EXERCISE DESCRIPTION
Reproduce all records exactly.

AVAILABLE DATA
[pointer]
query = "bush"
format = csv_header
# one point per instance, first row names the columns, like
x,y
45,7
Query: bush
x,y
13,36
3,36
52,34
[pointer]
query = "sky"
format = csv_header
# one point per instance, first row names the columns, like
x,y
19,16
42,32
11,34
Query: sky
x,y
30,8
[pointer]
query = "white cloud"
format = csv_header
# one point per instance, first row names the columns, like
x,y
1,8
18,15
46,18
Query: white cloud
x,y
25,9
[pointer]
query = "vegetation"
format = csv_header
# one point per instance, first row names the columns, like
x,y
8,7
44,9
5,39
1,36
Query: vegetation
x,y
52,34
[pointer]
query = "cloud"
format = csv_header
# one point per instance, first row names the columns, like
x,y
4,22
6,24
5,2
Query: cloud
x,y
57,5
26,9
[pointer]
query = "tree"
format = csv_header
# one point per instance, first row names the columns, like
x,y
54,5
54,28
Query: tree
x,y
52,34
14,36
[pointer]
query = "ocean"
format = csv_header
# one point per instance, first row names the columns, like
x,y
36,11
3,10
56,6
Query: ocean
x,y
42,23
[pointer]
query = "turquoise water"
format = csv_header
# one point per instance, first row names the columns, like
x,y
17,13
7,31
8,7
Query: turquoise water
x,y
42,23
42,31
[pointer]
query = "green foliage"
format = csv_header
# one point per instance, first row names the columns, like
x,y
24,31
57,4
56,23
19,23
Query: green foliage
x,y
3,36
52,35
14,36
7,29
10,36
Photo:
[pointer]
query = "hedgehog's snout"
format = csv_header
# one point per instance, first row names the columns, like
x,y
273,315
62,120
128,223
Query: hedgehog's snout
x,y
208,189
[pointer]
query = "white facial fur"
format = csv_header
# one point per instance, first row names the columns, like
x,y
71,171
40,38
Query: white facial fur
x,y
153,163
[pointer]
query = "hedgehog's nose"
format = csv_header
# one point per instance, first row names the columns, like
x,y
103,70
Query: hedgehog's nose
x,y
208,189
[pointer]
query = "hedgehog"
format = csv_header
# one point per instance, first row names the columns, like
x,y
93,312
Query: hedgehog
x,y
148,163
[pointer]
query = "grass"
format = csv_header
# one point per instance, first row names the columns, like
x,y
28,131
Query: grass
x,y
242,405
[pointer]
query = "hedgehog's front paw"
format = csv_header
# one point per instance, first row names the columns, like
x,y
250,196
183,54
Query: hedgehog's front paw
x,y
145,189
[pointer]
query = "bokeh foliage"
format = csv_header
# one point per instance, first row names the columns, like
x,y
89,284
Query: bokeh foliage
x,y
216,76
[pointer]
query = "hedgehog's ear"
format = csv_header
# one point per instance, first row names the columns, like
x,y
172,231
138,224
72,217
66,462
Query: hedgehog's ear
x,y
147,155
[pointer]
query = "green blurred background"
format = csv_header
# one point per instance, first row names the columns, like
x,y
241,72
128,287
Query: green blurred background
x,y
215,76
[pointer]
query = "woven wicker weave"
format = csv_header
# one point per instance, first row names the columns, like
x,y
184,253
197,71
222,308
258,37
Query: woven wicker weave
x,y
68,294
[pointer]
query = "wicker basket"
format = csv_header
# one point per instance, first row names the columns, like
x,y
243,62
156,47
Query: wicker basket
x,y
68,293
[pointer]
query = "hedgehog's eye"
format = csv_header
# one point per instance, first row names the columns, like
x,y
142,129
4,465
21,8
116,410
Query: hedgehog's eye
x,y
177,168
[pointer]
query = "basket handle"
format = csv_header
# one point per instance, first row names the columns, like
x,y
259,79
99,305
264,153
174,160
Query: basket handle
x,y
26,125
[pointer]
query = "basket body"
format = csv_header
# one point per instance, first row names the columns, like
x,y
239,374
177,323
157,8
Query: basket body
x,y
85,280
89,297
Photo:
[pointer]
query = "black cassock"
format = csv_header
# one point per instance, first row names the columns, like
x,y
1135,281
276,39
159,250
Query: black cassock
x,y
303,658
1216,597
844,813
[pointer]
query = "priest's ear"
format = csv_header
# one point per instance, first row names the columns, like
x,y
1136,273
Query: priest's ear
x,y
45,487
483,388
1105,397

WRITTEN RESPONSE
[pointer]
query = "bush"
format = csv_header
# one point per instance, first row names the columns, like
x,y
45,7
Query: bush
x,y
13,36
3,36
52,34
[pointer]
query = "sky"
format = csv_header
# one point per instance, first row names the columns, like
x,y
19,16
42,32
11,34
Query: sky
x,y
30,8
[pointer]
query = "white cloud"
format = csv_header
# one point per instance, first row names the columns, like
x,y
1,8
18,15
46,18
Query: white cloud
x,y
25,9
[pointer]
query = "vegetation"
format = csv_header
# one point per instance, first row names the columns, like
x,y
8,7
44,9
5,39
1,36
Query: vegetation
x,y
52,34
[pointer]
query = "cloud"
format = csv_header
# one point per instance, first row names the columns, like
x,y
4,22
6,24
5,2
Query: cloud
x,y
57,5
26,9
[pointer]
query = "tree"
format = csv_header
# one point per instance, first row names the columns, like
x,y
54,5
54,28
Query: tree
x,y
52,34
14,36
[pointer]
query = "ocean"
format = csv_header
# one point per instance, first row names the columns, like
x,y
36,11
3,10
56,6
Query: ocean
x,y
42,23
[pointer]
query = "turquoise water"
format = csv_header
# one point per instance, first row names the columns, like
x,y
17,13
7,31
8,7
Query: turquoise water
x,y
42,23
42,31
[pointer]
query = "green foliage"
format = csv_header
# one point per instance, first row names the columns, like
x,y
24,31
57,4
56,23
19,23
Query: green foliage
x,y
3,36
52,35
14,36
7,29
10,36
Photo:
[pointer]
query = "hedgehog's snout"
format = csv_header
# one point per instance, first row names the columns, like
x,y
273,315
62,120
128,223
Query: hedgehog's snout
x,y
208,189
[pointer]
query = "white facial fur"
format = csv_header
# one point per instance, first row names the columns, like
x,y
71,171
40,38
Query: white facial fur
x,y
153,163
[pointer]
query = "hedgehog's nose"
format = csv_header
# one point per instance, first row names the columns, like
x,y
103,70
Query: hedgehog's nose
x,y
208,189
[pointer]
query = "hedgehog"
format = csv_header
# one point per instance, first row names the columns, like
x,y
93,312
Query: hedgehog
x,y
148,163
[pointer]
query = "grass"
format = csv_header
# one point per instance, first row names the columns, like
x,y
28,131
Query: grass
x,y
242,405
[pointer]
query = "hedgehog's front paw"
format = csv_header
# one point per instance, first row names the columns, like
x,y
250,196
183,54
Query: hedgehog's front paw
x,y
145,189
[pointer]
query = "bokeh foliage"
format = csv_header
# one point per instance, first row names the columns, like
x,y
89,284
Query: bokeh foliage
x,y
216,76
[pointer]
query = "hedgehog's ear"
format = csv_header
# one point per instance, first row names the columns, like
x,y
172,231
138,224
72,217
66,462
Query: hedgehog's ear
x,y
147,155
[pointer]
query = "green blurred background"
format = csv_header
# one point per instance, first row names the columns, like
x,y
241,72
128,287
Query: green blurred background
x,y
215,76
[pointer]
query = "woven wicker weave"
format = csv_header
# one point per instance, first row names the columns, like
x,y
184,253
197,71
222,308
258,37
Query: woven wicker weave
x,y
68,294
[pointer]
query = "wicker basket"
format = csv_header
# one point per instance, first row names the columns, like
x,y
243,62
156,47
Query: wicker basket
x,y
68,293
[pointer]
query = "hedgehog's eye"
format = csv_header
# one point per instance, first row names the columns, like
x,y
142,129
4,465
21,8
116,410
Query: hedgehog's eye
x,y
177,168
[pointer]
query = "basket handle"
format = csv_header
# one point per instance, first row names the columns, like
x,y
259,79
99,305
264,153
174,160
Query: basket handle
x,y
26,125
[pointer]
query = "basket body"
format = csv_header
# one point per instance, first row names the columns, like
x,y
239,374
177,323
157,8
Query: basket body
x,y
85,280
89,297
Photo:
[pointer]
query = "black cassock"
format = csv_header
# one point per instance, first row names the columns, like
x,y
1135,281
276,39
159,250
Query: black cassock
x,y
303,658
1216,597
844,813
[pointer]
query = "priest's ear"
format = csv_header
# one point per instance, first row names the columns, like
x,y
1136,273
Query: priest's ear
x,y
45,487
483,388
1105,397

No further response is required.